_Records to use_

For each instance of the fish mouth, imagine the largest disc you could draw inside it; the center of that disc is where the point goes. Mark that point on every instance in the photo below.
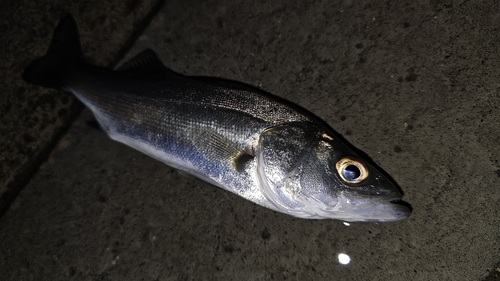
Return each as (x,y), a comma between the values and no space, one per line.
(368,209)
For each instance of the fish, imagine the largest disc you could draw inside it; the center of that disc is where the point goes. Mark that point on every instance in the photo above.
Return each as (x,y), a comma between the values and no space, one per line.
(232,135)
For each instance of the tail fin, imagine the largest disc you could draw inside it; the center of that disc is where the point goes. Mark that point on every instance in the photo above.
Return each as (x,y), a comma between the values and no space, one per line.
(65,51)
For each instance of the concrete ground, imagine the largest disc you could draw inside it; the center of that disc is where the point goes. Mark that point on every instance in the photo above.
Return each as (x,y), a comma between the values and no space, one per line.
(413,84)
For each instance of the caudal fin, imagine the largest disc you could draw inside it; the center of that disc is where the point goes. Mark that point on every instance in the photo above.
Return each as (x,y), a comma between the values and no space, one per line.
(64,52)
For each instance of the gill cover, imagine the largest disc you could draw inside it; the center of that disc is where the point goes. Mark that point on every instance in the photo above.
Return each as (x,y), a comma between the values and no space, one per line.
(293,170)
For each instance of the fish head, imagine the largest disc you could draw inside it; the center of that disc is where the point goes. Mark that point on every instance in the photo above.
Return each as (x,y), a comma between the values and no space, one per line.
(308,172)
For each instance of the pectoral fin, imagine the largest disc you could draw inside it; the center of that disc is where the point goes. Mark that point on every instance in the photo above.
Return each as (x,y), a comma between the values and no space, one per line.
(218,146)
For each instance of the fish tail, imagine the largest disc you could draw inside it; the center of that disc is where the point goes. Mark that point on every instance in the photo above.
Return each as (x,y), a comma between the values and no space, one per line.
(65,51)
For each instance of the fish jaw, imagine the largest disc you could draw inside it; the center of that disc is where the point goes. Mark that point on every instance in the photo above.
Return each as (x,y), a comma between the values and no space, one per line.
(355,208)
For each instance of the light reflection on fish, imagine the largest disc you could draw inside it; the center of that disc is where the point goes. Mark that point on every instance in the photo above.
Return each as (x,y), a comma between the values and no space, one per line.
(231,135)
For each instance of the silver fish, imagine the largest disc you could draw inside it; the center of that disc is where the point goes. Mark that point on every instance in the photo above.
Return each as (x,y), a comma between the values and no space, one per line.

_Task to complete_
Present every line of the items above as a Markdown table with the columns Row and Line, numbering the rows and skipping any blank lines. Omit the pictures from the table.

_Response to this exercise_
| Row | Line |
|---|---|
| 1 | For each instance of the fish mouth, imagine the largest disc you could draw inside it; the center of that disc is where the point goes. Mark that point on every instance in the photo below. |
| 2 | Return each as (x,y), a comma between the values and no space, one per line. |
| 3 | (368,209) |
| 4 | For each instance of the fish, imagine the largest disc you could draw inside it; the center of that disc is where the point goes. Mark that point on every instance in the photo above. |
| 5 | Return each as (x,y), a comma between the values and no space, one per line. |
| 6 | (232,135) |
| 7 | For each instance of the tail fin, imagine the largest disc you could draw inside it; the center of that disc is where the point goes. Mark that point on every instance in the photo above. |
| 8 | Return each as (x,y), a comma between the values and no space, one per line. |
| 9 | (65,51) |
| 10 | For each instance of the concrete ground, imagine the largest disc you could draw inside it; the center of that disc is where the point goes. Mark that point on every instance in the photo above. |
| 11 | Return each as (x,y), a comma between the values and no space, one per line. |
| 12 | (413,84) |
| 13 | For each instance of the caudal fin, imagine the largest disc you could draw inside it; the center of that disc is where the point goes. Mark that point on every instance in the photo above. |
| 14 | Return each as (x,y), a comma between the values and no space, one per line. |
| 15 | (64,52) |
| 16 | For each instance of the gill cover, imagine the largest disc you could draw inside it; the center of that disc is where the point goes. Mark that point on every instance in the photo above. |
| 17 | Return each as (x,y), a comma between the values and no space, one per line. |
| 18 | (293,170) |
| 19 | For each instance of the fish head, imagine the largest disc you could draw inside it; the center of that disc is where the point goes. Mark that point on every instance in the photo above. |
| 20 | Return each as (x,y), a comma between the values and no space, one per line. |
| 21 | (308,172) |
| 22 | For each instance of the pectoral fin, imagine the largest disc you could draw inside it; the center of that disc is where the point goes. Mark that point on every instance in the photo above. |
| 23 | Return each as (x,y), a comma between the values and no space, one per line. |
| 24 | (218,146) |
| 25 | For each instance of the fish tail, imagine the largest disc you could draw inside it; the center of that disc is where the point goes. Mark that point on every instance in the photo above. |
| 26 | Return each as (x,y), a comma between the values and no space, one per line. |
| 27 | (65,51) |
| 28 | For each instance of the fish jaw, imagine the largest disc you could draw inside it; the center of that disc is where the point goes. Mark that point on every instance in the photo above. |
| 29 | Return each as (x,y), a comma between the values and no space, one per line. |
| 30 | (355,208) |
| 31 | For each instance of the light reflection on fish, imagine the largest disc you could draw inside it; the center of that disc is where the point goes. Mark that point on every instance in the photo above. |
| 32 | Return each as (x,y), a comma between the values and no space, one per line. |
| 33 | (231,135) |
| 34 | For each instance of the silver fish, imagine the largest disc you could draw inside it; the center of that disc is where the point goes. Mark that point on every instance in the photo above. |
| 35 | Return each as (x,y), a comma between the values and no space, one per line. |